Exercise description: No pictures belong in the copy. Restate the rest of the data exactly.

Dataset entries:
▽
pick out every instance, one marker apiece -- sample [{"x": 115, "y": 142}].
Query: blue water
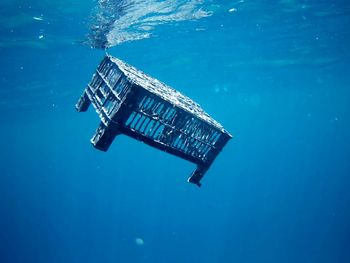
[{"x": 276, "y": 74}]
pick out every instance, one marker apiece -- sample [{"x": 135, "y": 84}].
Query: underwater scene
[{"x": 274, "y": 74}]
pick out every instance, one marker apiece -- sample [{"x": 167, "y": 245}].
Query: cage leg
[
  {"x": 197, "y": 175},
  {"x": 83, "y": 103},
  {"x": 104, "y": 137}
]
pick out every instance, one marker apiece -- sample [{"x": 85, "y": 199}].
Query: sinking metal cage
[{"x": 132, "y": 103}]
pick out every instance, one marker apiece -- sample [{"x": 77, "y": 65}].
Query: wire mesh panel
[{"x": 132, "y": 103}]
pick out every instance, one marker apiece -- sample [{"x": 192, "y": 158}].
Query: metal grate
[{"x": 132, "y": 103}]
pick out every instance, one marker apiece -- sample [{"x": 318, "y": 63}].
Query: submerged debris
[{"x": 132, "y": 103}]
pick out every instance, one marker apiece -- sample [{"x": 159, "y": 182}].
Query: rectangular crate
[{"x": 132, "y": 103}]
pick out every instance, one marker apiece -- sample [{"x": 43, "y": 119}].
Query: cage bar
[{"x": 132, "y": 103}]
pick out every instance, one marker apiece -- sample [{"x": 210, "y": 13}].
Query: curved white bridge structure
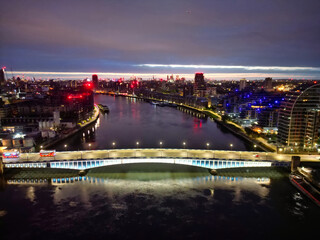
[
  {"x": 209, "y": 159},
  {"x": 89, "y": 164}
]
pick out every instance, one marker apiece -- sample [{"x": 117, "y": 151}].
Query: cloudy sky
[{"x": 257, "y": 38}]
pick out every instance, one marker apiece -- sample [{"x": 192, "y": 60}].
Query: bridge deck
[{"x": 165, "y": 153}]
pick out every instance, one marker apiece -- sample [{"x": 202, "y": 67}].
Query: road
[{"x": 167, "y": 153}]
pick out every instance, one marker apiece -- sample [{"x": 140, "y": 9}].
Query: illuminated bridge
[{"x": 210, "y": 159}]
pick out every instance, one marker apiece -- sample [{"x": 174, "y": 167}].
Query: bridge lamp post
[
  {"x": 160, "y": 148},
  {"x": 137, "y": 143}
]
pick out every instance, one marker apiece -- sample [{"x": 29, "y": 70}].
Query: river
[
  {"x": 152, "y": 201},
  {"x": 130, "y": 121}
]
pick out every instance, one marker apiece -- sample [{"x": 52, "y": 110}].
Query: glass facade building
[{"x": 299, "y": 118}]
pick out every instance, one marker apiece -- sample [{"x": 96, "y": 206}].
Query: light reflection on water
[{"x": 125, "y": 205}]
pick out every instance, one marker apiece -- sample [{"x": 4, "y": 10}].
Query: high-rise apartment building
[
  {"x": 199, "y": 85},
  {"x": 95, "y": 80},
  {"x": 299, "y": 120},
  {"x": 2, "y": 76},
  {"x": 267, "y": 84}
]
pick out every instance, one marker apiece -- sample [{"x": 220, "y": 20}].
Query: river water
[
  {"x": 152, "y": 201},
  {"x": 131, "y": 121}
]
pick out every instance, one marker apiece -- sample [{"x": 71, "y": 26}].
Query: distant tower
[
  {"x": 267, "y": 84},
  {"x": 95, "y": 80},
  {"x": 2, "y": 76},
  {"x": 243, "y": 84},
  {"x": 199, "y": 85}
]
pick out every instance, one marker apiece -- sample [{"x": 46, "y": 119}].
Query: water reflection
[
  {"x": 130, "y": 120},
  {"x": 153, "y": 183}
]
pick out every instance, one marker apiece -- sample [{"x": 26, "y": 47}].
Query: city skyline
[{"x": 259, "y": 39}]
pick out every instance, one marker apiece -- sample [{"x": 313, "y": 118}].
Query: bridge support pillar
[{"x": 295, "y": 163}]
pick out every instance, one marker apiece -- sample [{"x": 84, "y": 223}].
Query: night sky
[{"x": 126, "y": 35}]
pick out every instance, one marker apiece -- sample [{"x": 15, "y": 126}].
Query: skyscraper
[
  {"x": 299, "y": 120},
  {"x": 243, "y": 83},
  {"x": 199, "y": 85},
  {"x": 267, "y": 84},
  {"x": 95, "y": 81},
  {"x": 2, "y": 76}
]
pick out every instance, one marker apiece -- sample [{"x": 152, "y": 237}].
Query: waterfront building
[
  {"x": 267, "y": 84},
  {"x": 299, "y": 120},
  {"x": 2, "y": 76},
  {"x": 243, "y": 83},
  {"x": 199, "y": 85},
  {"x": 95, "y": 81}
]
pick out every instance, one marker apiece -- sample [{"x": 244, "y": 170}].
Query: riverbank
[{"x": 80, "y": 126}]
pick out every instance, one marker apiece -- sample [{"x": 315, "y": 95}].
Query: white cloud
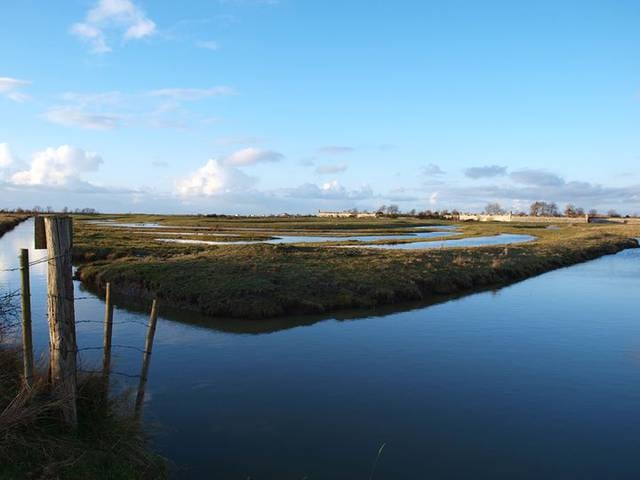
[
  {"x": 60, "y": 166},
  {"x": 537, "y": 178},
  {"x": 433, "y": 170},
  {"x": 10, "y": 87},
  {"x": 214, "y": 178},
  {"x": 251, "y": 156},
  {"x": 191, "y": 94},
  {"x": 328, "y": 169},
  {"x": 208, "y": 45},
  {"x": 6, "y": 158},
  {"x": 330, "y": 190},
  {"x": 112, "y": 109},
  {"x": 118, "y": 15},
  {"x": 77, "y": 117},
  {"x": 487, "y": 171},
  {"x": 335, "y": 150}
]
△
Solution below:
pick out every instance, one marker apiece -- sample [{"x": 115, "y": 142}].
Query: blue water
[{"x": 276, "y": 74}]
pick out every instance, one marker apiece -- sample [{"x": 135, "y": 84}].
Query: underwater scene
[{"x": 274, "y": 74}]
pick out every instance, one marker apiece -- sample [{"x": 167, "y": 245}].
Query: cage leg
[
  {"x": 197, "y": 175},
  {"x": 83, "y": 103},
  {"x": 104, "y": 137}
]
pick out every instance, one marker apiece -- sample [{"x": 85, "y": 199}].
Query: sinking metal cage
[{"x": 132, "y": 103}]
pick out every instance, one marker apiece -- sample [{"x": 77, "y": 65}].
Query: wire mesh panel
[{"x": 132, "y": 103}]
pick out every instance, one marker apiece -- sample [{"x": 192, "y": 158}].
Query: metal grate
[{"x": 132, "y": 103}]
pick out every instance, one marker apiece -- sample [{"x": 318, "y": 63}].
Query: submerged debris
[{"x": 132, "y": 103}]
pick out every instance, one marker apiece -- sample [{"x": 159, "y": 182}].
Query: rectangular crate
[{"x": 132, "y": 103}]
pick out every instance, one marker apiece -- sample [{"x": 43, "y": 119}].
Query: cage bar
[{"x": 132, "y": 103}]
pick out every instance, one marker apiece -- sample [{"x": 210, "y": 13}].
Query: curved white bridge structure
[
  {"x": 209, "y": 159},
  {"x": 89, "y": 164}
]
pick out every instance, one marker apiece -- sample [{"x": 117, "y": 151}].
Query: cloudy sky
[{"x": 257, "y": 38}]
pick out every instance, one marker apiece -- sample [{"x": 192, "y": 60}].
Query: bridge deck
[{"x": 165, "y": 153}]
pick out every instance, one marker apiece -- sample [{"x": 202, "y": 67}].
Query: road
[{"x": 167, "y": 153}]
pick out every instance, one marker apiece -- sample [{"x": 140, "y": 9}].
Query: illuminated bridge
[{"x": 210, "y": 159}]
pick out every instance, one marker apiece -- sample [{"x": 174, "y": 167}].
Query: bridge lamp post
[
  {"x": 160, "y": 148},
  {"x": 137, "y": 143}
]
pick out every instance, one marker apiece -- sample [{"x": 29, "y": 70}].
Query: river
[
  {"x": 152, "y": 201},
  {"x": 130, "y": 121}
]
pick out every instance, one marker apiece -- sample [{"x": 52, "y": 110}].
Query: glass facade building
[{"x": 299, "y": 118}]
pick out every instance, one marker apiece -- sample [{"x": 96, "y": 206}].
Query: light reflection on water
[{"x": 125, "y": 205}]
pick out every instance, one marker apiece -- sample [{"x": 4, "y": 10}].
Query: high-rise apartment building
[
  {"x": 199, "y": 85},
  {"x": 95, "y": 80},
  {"x": 299, "y": 120},
  {"x": 2, "y": 76},
  {"x": 267, "y": 84}
]
pick out every instance, one marker apiece -- sample [{"x": 220, "y": 20}].
Query: river water
[
  {"x": 152, "y": 201},
  {"x": 131, "y": 121}
]
pick out every instance, one marker apiece -- sample [{"x": 71, "y": 26}].
Query: distant tower
[
  {"x": 267, "y": 84},
  {"x": 95, "y": 80},
  {"x": 2, "y": 76},
  {"x": 243, "y": 84},
  {"x": 199, "y": 85}
]
pick out every instance, one marker apiece -- sample [{"x": 46, "y": 119}].
Query: water reflection
[
  {"x": 130, "y": 120},
  {"x": 153, "y": 183}
]
pick out every instance, one marker apiece -- sample [{"x": 26, "y": 47}].
Query: city skyline
[{"x": 259, "y": 39}]
pick out every instance, one marker apiece -- sample [{"x": 313, "y": 118}].
Query: bridge support pillar
[{"x": 295, "y": 163}]
pick out every instance, one marker apiece -- sample [{"x": 84, "y": 223}].
Query: night sky
[{"x": 126, "y": 35}]
pick out every instance, one marker apiece -- sample [{"x": 15, "y": 126}].
Query: skyscraper
[
  {"x": 299, "y": 120},
  {"x": 243, "y": 83},
  {"x": 199, "y": 85},
  {"x": 267, "y": 84},
  {"x": 95, "y": 81},
  {"x": 2, "y": 76}
]
pick out every instance, one marker apiece -- sample [{"x": 152, "y": 237}].
Query: waterfront building
[
  {"x": 267, "y": 84},
  {"x": 299, "y": 120},
  {"x": 2, "y": 76},
  {"x": 243, "y": 83},
  {"x": 199, "y": 85},
  {"x": 95, "y": 81}
]
pick out every instance, one marker apiece -- sample [{"x": 244, "y": 170}].
Query: riverbank
[{"x": 80, "y": 126}]
pick out every instance, one marker apiece -- sample [{"x": 315, "y": 95}].
Query: white cloud
[
  {"x": 60, "y": 166},
  {"x": 537, "y": 178},
  {"x": 433, "y": 170},
  {"x": 10, "y": 87},
  {"x": 214, "y": 178},
  {"x": 251, "y": 156},
  {"x": 191, "y": 94},
  {"x": 328, "y": 169},
  {"x": 208, "y": 45},
  {"x": 6, "y": 158},
  {"x": 330, "y": 190},
  {"x": 112, "y": 109},
  {"x": 118, "y": 15},
  {"x": 77, "y": 117},
  {"x": 487, "y": 171},
  {"x": 335, "y": 150}
]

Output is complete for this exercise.